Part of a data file
────

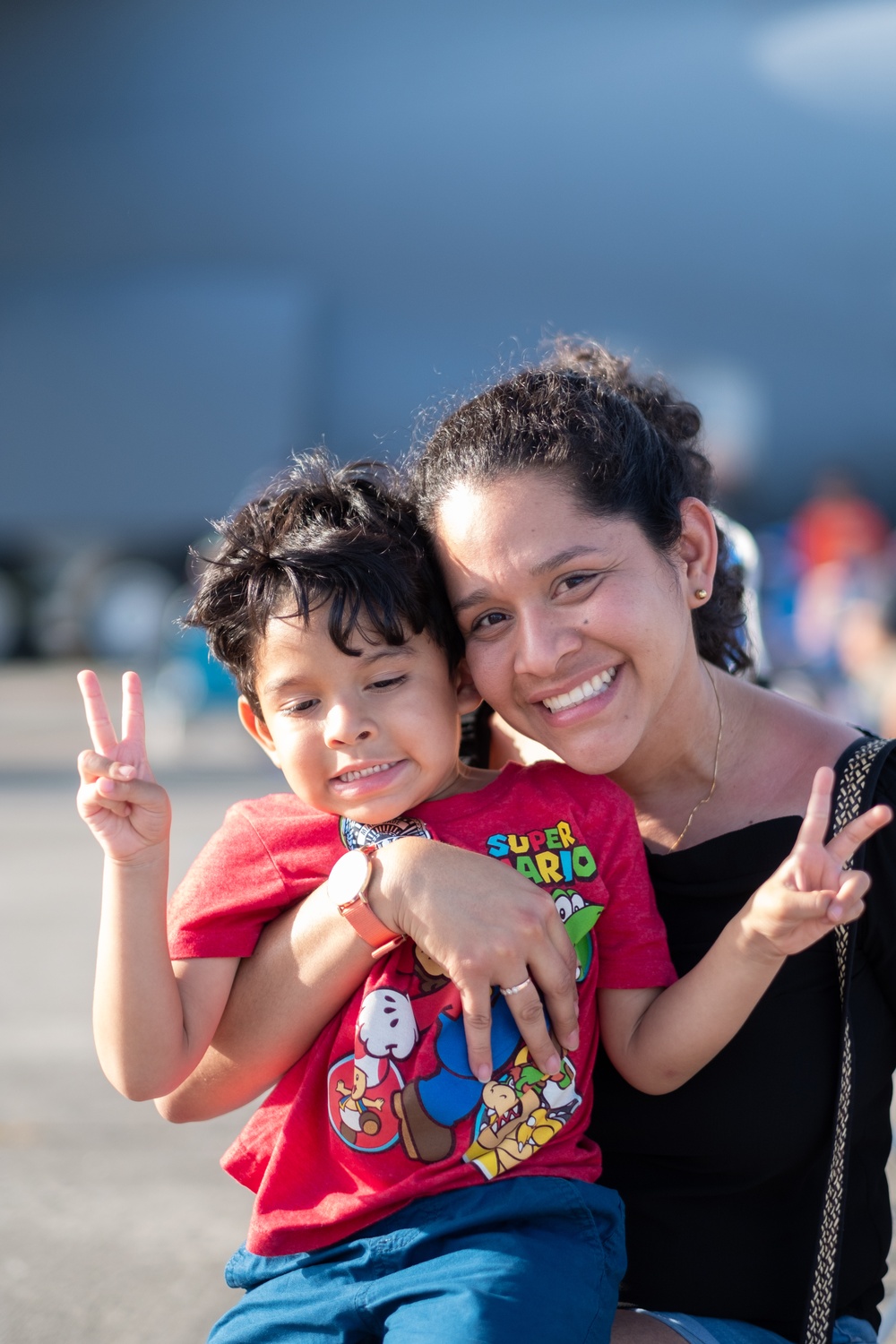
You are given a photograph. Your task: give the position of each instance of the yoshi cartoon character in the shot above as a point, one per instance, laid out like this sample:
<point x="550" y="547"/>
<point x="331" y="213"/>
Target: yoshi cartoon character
<point x="578" y="921"/>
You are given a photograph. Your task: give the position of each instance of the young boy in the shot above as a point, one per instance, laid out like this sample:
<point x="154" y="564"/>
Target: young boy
<point x="376" y="1158"/>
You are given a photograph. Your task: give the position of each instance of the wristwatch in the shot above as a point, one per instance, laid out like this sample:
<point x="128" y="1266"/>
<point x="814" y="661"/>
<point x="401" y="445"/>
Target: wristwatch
<point x="347" y="886"/>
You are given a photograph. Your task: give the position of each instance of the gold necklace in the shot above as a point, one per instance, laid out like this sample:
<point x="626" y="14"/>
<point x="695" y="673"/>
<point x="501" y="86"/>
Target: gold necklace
<point x="715" y="768"/>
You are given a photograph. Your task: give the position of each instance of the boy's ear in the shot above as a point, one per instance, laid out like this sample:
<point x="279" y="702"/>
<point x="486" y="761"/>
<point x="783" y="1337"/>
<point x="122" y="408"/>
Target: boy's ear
<point x="257" y="728"/>
<point x="468" y="698"/>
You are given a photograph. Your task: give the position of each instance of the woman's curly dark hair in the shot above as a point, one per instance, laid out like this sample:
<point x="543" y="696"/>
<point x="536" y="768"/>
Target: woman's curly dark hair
<point x="626" y="445"/>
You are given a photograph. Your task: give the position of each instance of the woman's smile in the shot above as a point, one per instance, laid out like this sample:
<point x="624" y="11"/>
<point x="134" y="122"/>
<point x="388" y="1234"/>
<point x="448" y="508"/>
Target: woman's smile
<point x="589" y="690"/>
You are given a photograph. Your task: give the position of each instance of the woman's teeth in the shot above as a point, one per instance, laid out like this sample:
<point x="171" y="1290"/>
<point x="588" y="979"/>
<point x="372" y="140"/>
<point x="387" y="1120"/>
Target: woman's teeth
<point x="360" y="774"/>
<point x="597" y="685"/>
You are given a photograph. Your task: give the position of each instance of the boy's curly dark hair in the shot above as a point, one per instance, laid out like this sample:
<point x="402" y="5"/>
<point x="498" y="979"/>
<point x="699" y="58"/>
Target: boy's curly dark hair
<point x="323" y="534"/>
<point x="626" y="446"/>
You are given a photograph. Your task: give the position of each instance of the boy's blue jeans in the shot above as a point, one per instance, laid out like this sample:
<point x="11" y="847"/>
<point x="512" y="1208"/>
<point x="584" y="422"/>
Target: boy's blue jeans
<point x="530" y="1257"/>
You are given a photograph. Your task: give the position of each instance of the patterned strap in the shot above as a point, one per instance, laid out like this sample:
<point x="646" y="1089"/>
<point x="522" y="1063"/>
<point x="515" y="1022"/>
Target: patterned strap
<point x="848" y="804"/>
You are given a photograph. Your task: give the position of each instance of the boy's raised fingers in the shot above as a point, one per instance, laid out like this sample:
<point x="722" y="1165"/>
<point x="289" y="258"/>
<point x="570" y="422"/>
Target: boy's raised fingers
<point x="93" y="766"/>
<point x="847" y="841"/>
<point x="814" y="827"/>
<point x="134" y="725"/>
<point x="102" y="734"/>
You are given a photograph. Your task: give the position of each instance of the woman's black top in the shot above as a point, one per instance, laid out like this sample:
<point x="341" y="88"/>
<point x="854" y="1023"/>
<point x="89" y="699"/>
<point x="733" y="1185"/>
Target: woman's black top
<point x="723" y="1179"/>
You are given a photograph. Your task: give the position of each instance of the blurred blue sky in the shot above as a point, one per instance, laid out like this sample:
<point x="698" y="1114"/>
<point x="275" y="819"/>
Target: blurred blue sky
<point x="228" y="228"/>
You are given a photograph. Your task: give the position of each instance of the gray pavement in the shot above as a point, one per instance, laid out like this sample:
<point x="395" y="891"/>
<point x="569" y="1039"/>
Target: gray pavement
<point x="113" y="1225"/>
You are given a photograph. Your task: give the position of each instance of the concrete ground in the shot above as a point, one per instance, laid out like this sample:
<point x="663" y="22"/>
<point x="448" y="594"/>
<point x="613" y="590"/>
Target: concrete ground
<point x="113" y="1225"/>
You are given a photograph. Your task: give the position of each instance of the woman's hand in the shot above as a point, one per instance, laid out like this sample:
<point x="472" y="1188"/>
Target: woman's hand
<point x="485" y="925"/>
<point x="812" y="892"/>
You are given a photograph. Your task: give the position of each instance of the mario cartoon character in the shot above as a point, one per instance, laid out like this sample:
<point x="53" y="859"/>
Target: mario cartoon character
<point x="386" y="1031"/>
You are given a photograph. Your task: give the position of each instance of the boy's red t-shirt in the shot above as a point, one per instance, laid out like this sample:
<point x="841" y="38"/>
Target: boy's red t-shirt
<point x="383" y="1109"/>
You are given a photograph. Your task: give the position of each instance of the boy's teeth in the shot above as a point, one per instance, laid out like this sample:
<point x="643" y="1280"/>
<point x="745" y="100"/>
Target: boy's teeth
<point x="597" y="685"/>
<point x="359" y="774"/>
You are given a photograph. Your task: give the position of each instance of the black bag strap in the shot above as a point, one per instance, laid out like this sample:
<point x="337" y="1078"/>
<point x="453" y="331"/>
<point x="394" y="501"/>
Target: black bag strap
<point x="855" y="795"/>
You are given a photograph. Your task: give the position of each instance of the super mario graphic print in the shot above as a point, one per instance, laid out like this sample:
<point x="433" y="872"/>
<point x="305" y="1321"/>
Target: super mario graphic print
<point x="409" y="1080"/>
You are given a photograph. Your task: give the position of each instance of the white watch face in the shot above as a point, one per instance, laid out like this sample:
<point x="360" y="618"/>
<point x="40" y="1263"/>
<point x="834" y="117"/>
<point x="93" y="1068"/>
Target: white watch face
<point x="349" y="876"/>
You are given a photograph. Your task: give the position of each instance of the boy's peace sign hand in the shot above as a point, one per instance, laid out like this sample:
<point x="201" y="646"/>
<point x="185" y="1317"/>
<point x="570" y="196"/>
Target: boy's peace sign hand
<point x="810" y="892"/>
<point x="118" y="798"/>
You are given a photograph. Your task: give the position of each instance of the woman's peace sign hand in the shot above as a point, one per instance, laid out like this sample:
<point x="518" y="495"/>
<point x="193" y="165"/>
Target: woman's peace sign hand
<point x="812" y="892"/>
<point x="118" y="798"/>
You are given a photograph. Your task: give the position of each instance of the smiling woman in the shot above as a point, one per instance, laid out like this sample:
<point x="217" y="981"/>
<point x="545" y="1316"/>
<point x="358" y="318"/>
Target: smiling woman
<point x="570" y="508"/>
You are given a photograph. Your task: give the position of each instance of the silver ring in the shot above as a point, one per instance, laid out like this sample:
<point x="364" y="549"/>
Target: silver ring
<point x="517" y="989"/>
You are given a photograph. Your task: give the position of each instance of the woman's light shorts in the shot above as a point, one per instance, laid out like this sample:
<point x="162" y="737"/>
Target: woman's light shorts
<point x="711" y="1330"/>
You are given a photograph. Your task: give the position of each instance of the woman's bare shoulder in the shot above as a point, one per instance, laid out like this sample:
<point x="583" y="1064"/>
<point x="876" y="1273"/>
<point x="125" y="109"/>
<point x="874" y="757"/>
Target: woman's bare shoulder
<point x="778" y="744"/>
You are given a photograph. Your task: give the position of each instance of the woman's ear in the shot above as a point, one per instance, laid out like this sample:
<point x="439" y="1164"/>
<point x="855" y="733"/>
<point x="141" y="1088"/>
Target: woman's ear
<point x="257" y="728"/>
<point x="697" y="550"/>
<point x="468" y="698"/>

────

▶ **What is expected**: Repeat all of the records above verbatim, leaving out the pictures.

▶ **Exercise solution**:
You are given a photograph. Your task: give the position of each instance of the yoshi cartoon character in the shot above as a point, one per instance, laid out like this sample:
<point x="550" y="547"/>
<point x="331" y="213"/>
Target: yoshi cartoon character
<point x="578" y="921"/>
You are given a photograph. Your task: give the position of each instance of the young boy in the shot above as a point, one per instance, laid out like this sample:
<point x="154" y="564"/>
Target: young boy
<point x="376" y="1158"/>
You are given a photograph. Your task: give the position of each instance of the wristwatch in the shot above as a point, one per instance, laid out like this sample:
<point x="128" y="1266"/>
<point x="814" y="661"/>
<point x="401" y="445"/>
Target: wristwatch
<point x="347" y="886"/>
You are given a photograph. Your task: give the position of each instance of the gold necklace in the shot above as a point, one per instance, laid out like this sample:
<point x="626" y="14"/>
<point x="695" y="673"/>
<point x="501" y="86"/>
Target: gold necklace
<point x="715" y="768"/>
You are given a photograph. Your task: give the position of each instance of the boy's ear in the shot above as a point, one per instance, laid out like this sample:
<point x="279" y="702"/>
<point x="486" y="761"/>
<point x="783" y="1337"/>
<point x="122" y="408"/>
Target: boy's ear
<point x="257" y="728"/>
<point x="468" y="698"/>
You are given a photograph. Your task: give the position of each instance of the woman's curly dark hair in the shot above as a point, one per instance, laid out like this sample:
<point x="543" y="696"/>
<point x="536" y="768"/>
Target: woman's curly dark hair
<point x="626" y="445"/>
You are given a photograph. Your task: give the position of each instance of the woman's smile in the shot above as a point, one per instance, laid out like this sample:
<point x="624" y="11"/>
<point x="134" y="122"/>
<point x="388" y="1234"/>
<point x="448" y="508"/>
Target: woman's smile
<point x="589" y="690"/>
You are given a photograph. Your task: give the position of each instance of the woman's teeth in the shot above as a point, one per instance, laid out like this sample:
<point x="171" y="1290"/>
<point x="588" y="979"/>
<point x="372" y="140"/>
<point x="387" y="1120"/>
Target: woman's teeth
<point x="360" y="774"/>
<point x="597" y="685"/>
You are given a photograph. Your task: give the position of each instance of the boy's curly dark hair in the shot above as a point, one per instance, laid out like this sample:
<point x="402" y="5"/>
<point x="498" y="979"/>
<point x="699" y="58"/>
Target: boy's curly dark hair
<point x="323" y="534"/>
<point x="626" y="446"/>
You are given a photograph. Your task: give the position of each instance of the boy's blue jeans in the shot above as a point, one per instance, laid out like this sample:
<point x="11" y="847"/>
<point x="512" y="1208"/>
<point x="584" y="422"/>
Target: boy's blue jeans
<point x="530" y="1257"/>
You are given a photograph. Your task: give the position of each instance of the patterned strap in the shot above as a point, one per instance, laid out like this sample:
<point x="646" y="1089"/>
<point x="522" y="1063"/>
<point x="515" y="1022"/>
Target: patterned strap
<point x="848" y="804"/>
You are given a photograph. Your task: give the position of each instance of the boy's raised fingers in the shot above as a point, one per instance, laid out like this sample:
<point x="722" y="1165"/>
<point x="289" y="258"/>
<point x="570" y="422"/>
Target: boy's raised fingers
<point x="93" y="766"/>
<point x="847" y="841"/>
<point x="814" y="827"/>
<point x="134" y="725"/>
<point x="102" y="734"/>
You are given a photograph. Your task: give the position of each instance of the woman's black top in the shot above as a point, one per instance, laid out like this sample:
<point x="341" y="88"/>
<point x="854" y="1023"/>
<point x="89" y="699"/>
<point x="733" y="1185"/>
Target: woman's black top
<point x="723" y="1179"/>
You are given a photograph. Your task: give the position of each instance of the blurred blue sky in the shot above as a point, one per instance, laid out like this sample:
<point x="698" y="1114"/>
<point x="275" y="819"/>
Target: blurred blue sky
<point x="228" y="228"/>
You are given a photograph. Your task: give the position of each instance of the gray pavement in the shot above as a point, one per instance, laid out like this sample:
<point x="395" y="891"/>
<point x="569" y="1039"/>
Target: gray pavement
<point x="113" y="1225"/>
You are given a photograph. Your task: give the position of each instance of the concrete ground in the shot above as a point, one per instance, laid out like this sample:
<point x="663" y="22"/>
<point x="448" y="594"/>
<point x="613" y="590"/>
Target: concrete ground
<point x="113" y="1225"/>
You are given a photograph. Your task: give the position of each instance of the woman's hand in the shot above as a point, one per instance, laid out like this sample:
<point x="472" y="1188"/>
Target: woman's hand
<point x="485" y="925"/>
<point x="812" y="892"/>
You are given a photograph. Your task: give the position of each instance of the mario cartoon character in the shot above as a point, one per instance, laid out like this sample:
<point x="53" y="859"/>
Target: mario cartoon character
<point x="386" y="1031"/>
You are given a photograph. Your task: give the position of each instance of the boy's red t-shirt in the shot above as a point, one per instance, laid out like this sample:
<point x="841" y="38"/>
Target: boy's red t-shirt
<point x="383" y="1109"/>
You are given a photograph. Your task: give the position of each instance of the boy's teeth in the shot above as a point, one per instance, laid out like this sample:
<point x="643" y="1280"/>
<point x="745" y="100"/>
Target: boy's teeth
<point x="597" y="685"/>
<point x="359" y="774"/>
You are given a photograph. Your task: give the position of each instance of the black bag strap in the shot above as a point, one per instance, laid out like this sample:
<point x="337" y="1078"/>
<point x="453" y="331"/>
<point x="394" y="501"/>
Target: black bag strap
<point x="855" y="795"/>
You are given a photograph. Your task: give the position of each instance of the super mario graphic print in the shot above as a point, one per instance, laid out like this sample:
<point x="433" y="872"/>
<point x="305" y="1321"/>
Target: super mario graphic print
<point x="409" y="1080"/>
You are given a photograph. Your task: give the position of each instance of the white watch face in the shot above as a point, one per instance, laid out like this sample:
<point x="360" y="618"/>
<point x="40" y="1263"/>
<point x="834" y="117"/>
<point x="93" y="1068"/>
Target: white watch face
<point x="349" y="876"/>
You are given a photograph. Your task: give the position of each instance of the boy's peace sign hand in the shot above as a point, one per instance, laid out like this sample:
<point x="201" y="646"/>
<point x="185" y="1317"/>
<point x="570" y="196"/>
Target: boy's peace sign hand
<point x="810" y="892"/>
<point x="118" y="798"/>
You are given a photograph. Your task: give the position of each instance of the woman's peace sign hand in the shot above as a point, one per instance, laid out like this sample:
<point x="518" y="495"/>
<point x="193" y="165"/>
Target: woman's peace sign hand
<point x="812" y="892"/>
<point x="118" y="798"/>
You are given a photograph. Your task: give the position of each instance of the smiling woman in the shot above as a point, one per instance, laid out like this sample:
<point x="217" y="981"/>
<point x="545" y="1316"/>
<point x="358" y="318"/>
Target: smiling woman
<point x="570" y="508"/>
You are given a photograph. Your task: give the position of each instance of the silver ring in the shot above as a point, one per instance, laid out like this sample:
<point x="364" y="549"/>
Target: silver ring
<point x="517" y="989"/>
You are given a photograph. Your task: give the position of each instance of the woman's light shorts in the shot above as a point, one per instance, laid out like this sample:
<point x="162" y="737"/>
Target: woman's light shorts
<point x="711" y="1330"/>
You are given a photograph. Your task: give the position of each instance of the woman's bare shoulder in the shot above as a point, one per instance, laid out like this sample:
<point x="583" y="1064"/>
<point x="876" y="1273"/>
<point x="125" y="109"/>
<point x="874" y="757"/>
Target: woman's bare shoulder
<point x="778" y="744"/>
You are given a photograph. Your task: give the position of each instance of the woman's ear in the shot above as a point, one per instance, laid out like this sample:
<point x="439" y="1164"/>
<point x="855" y="733"/>
<point x="141" y="1088"/>
Target: woman's ear
<point x="257" y="728"/>
<point x="697" y="550"/>
<point x="468" y="698"/>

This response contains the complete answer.